DATA LISTING>
begin

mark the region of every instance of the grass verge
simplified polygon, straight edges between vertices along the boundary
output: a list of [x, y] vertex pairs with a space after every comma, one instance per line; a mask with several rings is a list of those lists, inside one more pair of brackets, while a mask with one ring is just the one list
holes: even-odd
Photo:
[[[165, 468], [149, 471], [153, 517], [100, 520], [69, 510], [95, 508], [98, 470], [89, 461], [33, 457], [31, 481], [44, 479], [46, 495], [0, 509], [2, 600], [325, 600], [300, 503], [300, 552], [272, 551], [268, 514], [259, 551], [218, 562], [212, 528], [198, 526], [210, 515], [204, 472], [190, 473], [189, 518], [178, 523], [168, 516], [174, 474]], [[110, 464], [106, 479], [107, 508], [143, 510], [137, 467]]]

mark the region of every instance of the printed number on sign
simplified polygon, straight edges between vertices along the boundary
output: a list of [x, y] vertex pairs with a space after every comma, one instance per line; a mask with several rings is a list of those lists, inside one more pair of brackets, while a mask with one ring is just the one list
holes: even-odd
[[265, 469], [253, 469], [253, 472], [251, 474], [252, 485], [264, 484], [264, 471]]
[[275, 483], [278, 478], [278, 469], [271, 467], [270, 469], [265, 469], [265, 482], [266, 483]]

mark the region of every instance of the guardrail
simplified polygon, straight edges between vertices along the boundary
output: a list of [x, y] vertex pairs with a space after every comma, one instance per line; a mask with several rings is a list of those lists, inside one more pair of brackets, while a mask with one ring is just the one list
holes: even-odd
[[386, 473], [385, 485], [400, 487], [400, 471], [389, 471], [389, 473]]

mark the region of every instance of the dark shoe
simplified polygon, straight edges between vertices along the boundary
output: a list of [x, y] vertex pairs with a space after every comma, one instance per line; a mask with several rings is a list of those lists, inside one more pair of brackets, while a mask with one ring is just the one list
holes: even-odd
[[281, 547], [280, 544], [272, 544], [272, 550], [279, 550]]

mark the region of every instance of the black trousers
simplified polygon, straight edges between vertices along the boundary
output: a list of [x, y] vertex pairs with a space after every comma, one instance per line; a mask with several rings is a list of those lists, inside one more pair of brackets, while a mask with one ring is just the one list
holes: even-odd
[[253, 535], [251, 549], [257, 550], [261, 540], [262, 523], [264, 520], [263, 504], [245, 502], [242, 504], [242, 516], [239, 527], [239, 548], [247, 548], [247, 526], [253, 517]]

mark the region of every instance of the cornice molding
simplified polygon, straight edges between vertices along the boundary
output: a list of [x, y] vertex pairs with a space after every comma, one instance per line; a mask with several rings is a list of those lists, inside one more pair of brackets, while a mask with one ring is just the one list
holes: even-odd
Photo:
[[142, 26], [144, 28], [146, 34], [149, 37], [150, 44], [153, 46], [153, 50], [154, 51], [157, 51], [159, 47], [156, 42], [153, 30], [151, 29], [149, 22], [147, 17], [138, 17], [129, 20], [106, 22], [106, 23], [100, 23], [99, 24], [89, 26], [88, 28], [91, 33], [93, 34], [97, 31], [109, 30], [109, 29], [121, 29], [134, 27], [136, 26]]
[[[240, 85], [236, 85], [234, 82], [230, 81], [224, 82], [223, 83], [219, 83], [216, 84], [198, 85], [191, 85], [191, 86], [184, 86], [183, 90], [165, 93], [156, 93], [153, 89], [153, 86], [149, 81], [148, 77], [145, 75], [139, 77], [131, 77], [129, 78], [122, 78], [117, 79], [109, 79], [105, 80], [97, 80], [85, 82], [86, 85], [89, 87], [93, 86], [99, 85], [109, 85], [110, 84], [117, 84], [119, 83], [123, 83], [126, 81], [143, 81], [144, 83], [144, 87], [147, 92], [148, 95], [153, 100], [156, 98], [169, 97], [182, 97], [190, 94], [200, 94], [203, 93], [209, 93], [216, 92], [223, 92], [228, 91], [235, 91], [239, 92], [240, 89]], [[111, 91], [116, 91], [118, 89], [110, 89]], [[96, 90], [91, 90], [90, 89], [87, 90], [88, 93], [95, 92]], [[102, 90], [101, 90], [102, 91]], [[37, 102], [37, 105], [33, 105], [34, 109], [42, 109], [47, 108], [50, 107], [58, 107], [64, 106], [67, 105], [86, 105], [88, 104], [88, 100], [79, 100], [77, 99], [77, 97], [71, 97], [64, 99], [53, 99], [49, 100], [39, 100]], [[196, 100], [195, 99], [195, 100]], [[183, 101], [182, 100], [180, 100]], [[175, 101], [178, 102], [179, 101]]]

end

Repeat the data word for word, starting from its first line and stopping after the line that contains "482], [266, 483]]".

PROBLEM SOLUTION>
mark the region of every instance of the grass verge
simplified polygon, straight edges between vertices along the boundary
output: a list of [x, y] vertex pairs with a space after every comma, one instance per line; a mask with several rings is a list of those lists, inside one more pair of brackets, while a mask with one ring is just the one list
holes: even-odd
Photo:
[[[165, 468], [149, 471], [153, 517], [100, 520], [69, 510], [95, 508], [98, 470], [89, 461], [33, 457], [31, 481], [44, 479], [46, 495], [0, 509], [2, 600], [325, 600], [300, 503], [300, 552], [272, 551], [268, 514], [259, 551], [218, 562], [212, 528], [198, 526], [210, 515], [204, 472], [190, 473], [189, 518], [178, 523], [168, 516], [174, 474]], [[110, 464], [106, 479], [107, 508], [143, 510], [137, 467]]]

mark the region of every instance of the printed number on sign
simplified polygon, straight edges between vertices along the boundary
output: a list of [x, y] vertex pairs with a space after every comma, one instance per line; a mask with several rings is a list of those lists, inside one more pair of brackets, while a mask with one ring is just the one list
holes: even-odd
[[265, 469], [253, 469], [253, 472], [251, 474], [252, 485], [264, 484], [264, 471]]
[[275, 483], [278, 478], [278, 469], [271, 467], [270, 469], [265, 469], [265, 482], [266, 483]]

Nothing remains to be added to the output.